— Page text —
## Begin
# Shinzo Abe's political party wins supermajority in parliamentary elections



## Valwinz (Jul 11, 2022)

As you know Ex-Prime Minister Shinzo Abe was assassinated on July 8th  days before the Japanese parliamentary elections.

Now Japan's ruling coalition won a sweeping supermajority in the country's parliamentary elections on Sunday, which would enable it to fulfill former Prime Minister Shinzo Abe's enduring ambition to reform the country's pacifist constitution.

The main point is that now they have the power to change the Japanese constitution and move japan towards being a military power once again.

If the Assasin point wast to stop this they failed miserly and made Abe into a martyr

source


----------



## Glyptofane (Jul 11, 2022)

How convenient for the anti-China narrative we're always being bombarded with.


----------



## RaptorDMG (Jul 11, 2022)

Valwinz said:


> As you know Ex-Prime Minister Shinzo Abe was assassinated on July 8th  days before the Japanese parliamentary elections.
## End
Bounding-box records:
## Begin
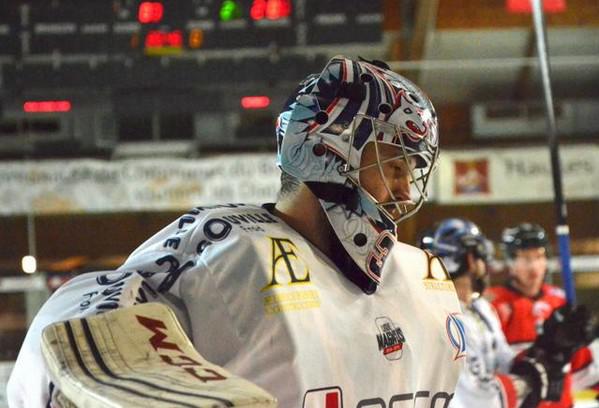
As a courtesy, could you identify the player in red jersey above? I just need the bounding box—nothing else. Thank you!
[485,223,599,408]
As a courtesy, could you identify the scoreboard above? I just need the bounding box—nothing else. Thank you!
[0,0,383,62]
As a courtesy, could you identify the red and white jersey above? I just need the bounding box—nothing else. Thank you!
[485,283,599,408]
[9,205,465,408]
[450,297,518,408]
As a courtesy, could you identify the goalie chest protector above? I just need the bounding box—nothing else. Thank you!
[121,205,465,408]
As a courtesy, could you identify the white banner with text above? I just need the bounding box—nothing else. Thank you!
[435,145,599,204]
[0,154,280,215]
[0,145,599,215]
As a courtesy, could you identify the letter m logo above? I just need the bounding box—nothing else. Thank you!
[135,315,181,351]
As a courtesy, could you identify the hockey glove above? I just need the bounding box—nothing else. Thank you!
[512,305,596,407]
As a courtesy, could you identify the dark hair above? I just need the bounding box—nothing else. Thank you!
[277,170,302,201]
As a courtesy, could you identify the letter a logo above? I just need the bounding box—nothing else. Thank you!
[262,238,310,291]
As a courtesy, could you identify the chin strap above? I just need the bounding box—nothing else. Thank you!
[331,233,378,295]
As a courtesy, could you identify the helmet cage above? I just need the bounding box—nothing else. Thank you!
[340,114,439,225]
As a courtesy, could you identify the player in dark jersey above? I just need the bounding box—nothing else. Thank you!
[485,223,599,407]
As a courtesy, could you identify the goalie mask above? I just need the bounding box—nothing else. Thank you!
[277,56,438,293]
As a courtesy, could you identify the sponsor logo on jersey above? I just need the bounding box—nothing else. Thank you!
[261,237,320,314]
[375,316,406,361]
[445,313,466,360]
[302,387,453,408]
[423,251,455,292]
[302,387,343,408]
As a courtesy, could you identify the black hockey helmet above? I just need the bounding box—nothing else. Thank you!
[501,222,549,259]
[419,218,493,278]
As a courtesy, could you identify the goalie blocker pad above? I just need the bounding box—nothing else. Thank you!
[42,303,277,408]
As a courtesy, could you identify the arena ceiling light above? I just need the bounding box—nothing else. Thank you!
[23,100,71,113]
[241,95,270,109]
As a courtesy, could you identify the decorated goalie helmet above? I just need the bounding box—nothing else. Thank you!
[277,56,438,293]
[420,218,494,278]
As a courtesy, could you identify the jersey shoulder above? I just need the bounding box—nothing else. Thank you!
[484,285,516,305]
[129,204,281,259]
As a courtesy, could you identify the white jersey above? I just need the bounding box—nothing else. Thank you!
[9,205,465,408]
[450,297,516,408]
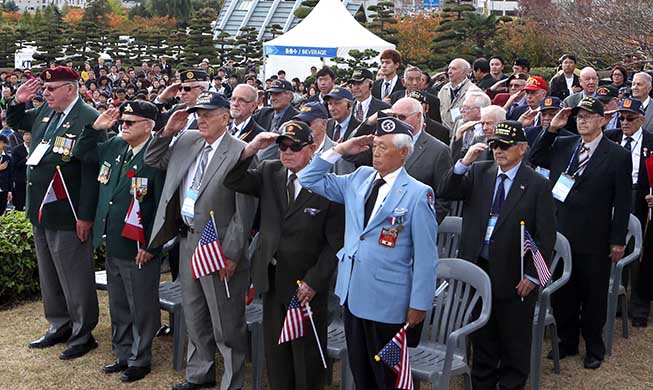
## End
— Problem 1 —
Reproduce the part of the thread on Japan's parliamentary elections from "Now Japan's ruling" up to and including "power once again.".
— Problem 2 —
According to the thread on Japan's parliamentary elections, on what date was Shinzo Abe assassinated?

— Complete response 1 —
Now Japan's ruling coalition won a sweeping supermajority in the country's parliamentary elections on Sunday, which would enable it to fulfill former Prime Minister Shinzo Abe's enduring ambition to reform the country's pacifist constitution.

The main point is that now they have the power to change the Japanese constitution and move japan towards being a military power once again.

— Complete response 2 —
July 8th